= Tarefas =
[a] Com base no trecho selecionado, responda:
(i) Segundo a sentença, em que data cessou o último vínculo laboral do autor?
(ii) Qual percentual de honorários advocatícios o apelante pede na condenação do INSS?
(iii) Que órgão, no parecer, opinou pelo improvimento do recurso?
[b] Reescreva em forma de lista o parágrafo do trecho selecionado que começa com "Apela a parte autora", mantendo seus fatos principais.

= Trecho selecionado =
__________

APELAÇÃO CÍVEL (198) Nº 0000144-61.2019.4.03.9999
RELATOR: Gab. 24 - DES. FED. PAULO DOMINGUES
APELANTE: FERNANDO PEREIRA
Advogado do(a) APELANTE: RENATO VIEIRA BASSI - SP118126-N
APELADO: INSTITUTO NACIONAL DO SEGURO SOCIAL - INSS
OUTROS PARTICIPANTES:
APELAÇÃO CÍVEL (198) Nº 0000144-61.2019.4.03.9999
RELATOR: Gab. 24 - DES. FED. PAULO DOMINGUES
APELANTE: FERNANDO PEREIRA
Advogado do(a) APELANTE: RENATO VIEIRA BASSI - SP118126-N
APELADO: INSTITUTO NACIONAL DO SEGURO SOCIAL - INSS
OUTROS PARTICIPANTES:
R E L A T Ó R I O
Trata-se de ação objetivando a concessão de benefício de aposentadoria por invalidez ou auxílio-doença ou benefício assistencial a partir da citação.
A sentença julgou improcedente o pedido, reconhecendo não ter sido comprovada a qualidade de segurado para a concessão do benefício de aposentadoria por invalidez, ante a cessação do último vínculo laboral em 01/09/2012 e a data de início da incapacidade fixada, outubro/2013, reconhecendo ainda não ter sido comprovada a hipossuficiência econômica necessária à concessão do benefício assistencial. Condenou o autor em honorários advocatícios fixados em 10% sobre o valor da causa, observada a gratuidade concedida.
Apela a parte autora, sustentando o preenchimento dos requisitos para a concessão do benefício de aposentadoria por invalidez postulado, uma vez comprovado nos autos se encontrar acometido de paralisia irreversível incapacitante e cardiopatia grave, patologias previstas no art. 151 da Lei de Benefícios como hipótese de dispensa do cumprimento da carência, pugnando seja concedido o beneficio a partir do requerimento administrativo do benefício assistencial, 15/07/2013. Subsidiariamente, alega ter ocorrido a concessão administrativa do benefício assistencial a partir do ano de 2016, cabível sua concessão a partir de 15/07/2013, sob o entendimento de que o critério da renda per capita familiar não pode ser interpretado de forma absoluta, além de ter sido reconhecido pelo réu o direito do autor ao benefício. Por fim, pede a condenação do INSS em honorários advocatícios de 15% sobre o valor da condenação ou até a data do acórdão.
Sem contrarrazões.
No parecer, o Ministério Público Federal opinou pelo improvimento do recurso, por não ter sido evidenciada a situação de miserabilidade necessária à concessão do benefício assistencial, conforme laudo de estudo social apontando renda per capita superior ao limite legalmente previsto. Alega ainda o não preenchimento dos requisitos par a concessão do benefício de aposentadoria por invalidez.
É o relatório.

__________

= Dados armazenados =
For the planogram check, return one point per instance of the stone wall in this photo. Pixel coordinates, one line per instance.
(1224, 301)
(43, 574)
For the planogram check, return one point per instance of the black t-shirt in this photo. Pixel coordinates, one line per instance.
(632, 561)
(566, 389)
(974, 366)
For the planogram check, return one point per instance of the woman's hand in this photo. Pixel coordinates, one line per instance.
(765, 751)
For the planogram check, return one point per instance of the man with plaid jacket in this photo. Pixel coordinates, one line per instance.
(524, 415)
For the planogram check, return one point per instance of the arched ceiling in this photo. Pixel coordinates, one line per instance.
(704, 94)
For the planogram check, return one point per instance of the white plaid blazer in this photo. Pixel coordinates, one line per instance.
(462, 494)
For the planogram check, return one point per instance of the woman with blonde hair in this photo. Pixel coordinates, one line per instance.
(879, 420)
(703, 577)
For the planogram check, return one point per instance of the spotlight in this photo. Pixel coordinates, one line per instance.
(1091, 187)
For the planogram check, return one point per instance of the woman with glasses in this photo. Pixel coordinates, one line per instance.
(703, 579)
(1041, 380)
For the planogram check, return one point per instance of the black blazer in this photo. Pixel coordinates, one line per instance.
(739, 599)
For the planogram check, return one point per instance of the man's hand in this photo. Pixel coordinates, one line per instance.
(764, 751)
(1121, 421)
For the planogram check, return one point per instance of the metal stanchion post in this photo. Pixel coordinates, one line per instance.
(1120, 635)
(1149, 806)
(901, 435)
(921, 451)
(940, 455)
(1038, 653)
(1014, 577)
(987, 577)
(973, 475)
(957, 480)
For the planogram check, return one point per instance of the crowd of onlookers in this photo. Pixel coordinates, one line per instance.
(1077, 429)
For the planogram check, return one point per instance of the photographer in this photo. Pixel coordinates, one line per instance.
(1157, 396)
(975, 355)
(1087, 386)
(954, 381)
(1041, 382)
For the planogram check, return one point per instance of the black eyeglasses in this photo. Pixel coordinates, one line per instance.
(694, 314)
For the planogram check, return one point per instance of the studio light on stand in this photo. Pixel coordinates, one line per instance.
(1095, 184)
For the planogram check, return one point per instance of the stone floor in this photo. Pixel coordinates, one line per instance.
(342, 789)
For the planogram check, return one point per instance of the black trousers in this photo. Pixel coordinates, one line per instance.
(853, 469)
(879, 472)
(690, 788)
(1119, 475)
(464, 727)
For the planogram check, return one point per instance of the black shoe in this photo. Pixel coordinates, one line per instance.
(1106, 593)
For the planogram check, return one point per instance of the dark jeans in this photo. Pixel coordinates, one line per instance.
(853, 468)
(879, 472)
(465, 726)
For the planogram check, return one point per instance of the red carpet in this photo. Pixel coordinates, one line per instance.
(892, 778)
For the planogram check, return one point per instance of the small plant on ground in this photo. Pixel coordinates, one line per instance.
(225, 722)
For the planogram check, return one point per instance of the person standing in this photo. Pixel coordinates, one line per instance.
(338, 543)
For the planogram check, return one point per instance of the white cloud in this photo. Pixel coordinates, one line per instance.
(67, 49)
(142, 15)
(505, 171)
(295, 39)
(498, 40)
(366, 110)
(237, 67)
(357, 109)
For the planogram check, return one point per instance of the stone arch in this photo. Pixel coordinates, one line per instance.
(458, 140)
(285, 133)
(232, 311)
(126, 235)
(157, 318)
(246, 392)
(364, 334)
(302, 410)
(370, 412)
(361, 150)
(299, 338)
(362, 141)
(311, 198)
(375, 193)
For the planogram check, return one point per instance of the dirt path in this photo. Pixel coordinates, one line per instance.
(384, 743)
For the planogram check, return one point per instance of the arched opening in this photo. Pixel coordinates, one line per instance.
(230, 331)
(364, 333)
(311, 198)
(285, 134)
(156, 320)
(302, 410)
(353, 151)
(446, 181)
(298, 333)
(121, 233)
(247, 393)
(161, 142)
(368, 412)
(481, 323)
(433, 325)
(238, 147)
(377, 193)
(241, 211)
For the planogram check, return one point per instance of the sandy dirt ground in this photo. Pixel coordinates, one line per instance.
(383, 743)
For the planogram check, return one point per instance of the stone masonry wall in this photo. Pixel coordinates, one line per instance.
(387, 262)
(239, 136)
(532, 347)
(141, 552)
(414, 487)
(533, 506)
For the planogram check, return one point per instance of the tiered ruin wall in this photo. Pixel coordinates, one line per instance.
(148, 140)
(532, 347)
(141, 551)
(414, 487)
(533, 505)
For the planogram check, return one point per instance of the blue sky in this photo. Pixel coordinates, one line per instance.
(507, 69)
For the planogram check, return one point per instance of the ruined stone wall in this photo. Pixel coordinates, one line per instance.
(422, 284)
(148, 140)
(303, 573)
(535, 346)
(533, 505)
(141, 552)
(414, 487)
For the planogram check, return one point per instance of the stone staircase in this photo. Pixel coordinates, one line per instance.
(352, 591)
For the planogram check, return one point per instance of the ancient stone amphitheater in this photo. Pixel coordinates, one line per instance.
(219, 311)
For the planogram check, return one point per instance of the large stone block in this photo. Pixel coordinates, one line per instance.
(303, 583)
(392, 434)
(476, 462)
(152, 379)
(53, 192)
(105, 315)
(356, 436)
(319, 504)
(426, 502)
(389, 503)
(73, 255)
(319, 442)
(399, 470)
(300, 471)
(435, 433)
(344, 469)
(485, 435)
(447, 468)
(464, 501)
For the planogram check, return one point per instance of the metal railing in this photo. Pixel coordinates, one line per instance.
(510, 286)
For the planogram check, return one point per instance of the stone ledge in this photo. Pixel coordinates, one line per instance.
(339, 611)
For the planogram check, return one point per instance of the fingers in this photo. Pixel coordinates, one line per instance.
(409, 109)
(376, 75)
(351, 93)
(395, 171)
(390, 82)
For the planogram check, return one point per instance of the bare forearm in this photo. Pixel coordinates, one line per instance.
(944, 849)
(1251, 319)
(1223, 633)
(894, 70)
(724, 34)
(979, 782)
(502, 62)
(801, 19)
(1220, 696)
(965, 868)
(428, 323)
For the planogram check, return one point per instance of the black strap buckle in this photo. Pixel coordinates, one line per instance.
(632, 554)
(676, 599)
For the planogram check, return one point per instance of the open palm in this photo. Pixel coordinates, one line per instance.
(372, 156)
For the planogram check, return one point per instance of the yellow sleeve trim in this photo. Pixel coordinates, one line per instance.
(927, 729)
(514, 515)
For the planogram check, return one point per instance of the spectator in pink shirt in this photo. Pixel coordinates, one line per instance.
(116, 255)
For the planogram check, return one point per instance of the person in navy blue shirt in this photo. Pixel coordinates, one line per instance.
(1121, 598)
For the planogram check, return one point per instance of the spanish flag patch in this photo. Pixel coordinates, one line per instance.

__________

= Respostas por item =
[a]
(i) Em 01/09/2012.
(ii) 15% sobre o valor da condenação ou até a data do acórdão.
(iii) O Ministério Público Federal.

[b]
- Pedido principal: aposentadoria por invalidez. O autor alega estarem preenchidos os requisitos por sofrer de paralisia irreversível incapacitante e cardiopatia grave, patologias previstas no art. 151 da Lei de Benefícios como hipótese de dispensa da carência.
- Início pretendido: data do requerimento administrativo do benefício assistencial, 15/07/2013.
- Pedido subsidiário: benefício assistencial a partir de 15/07/2013. O autor alega que houve concessão administrativa a partir de 2016, que o critério da renda per capita familiar não pode ser interpretado de forma absoluta e que o réu reconheceu seu direito.
- Honorários: condenação do INSS em 15% sobre o valor da condenação ou até a data do acórdão.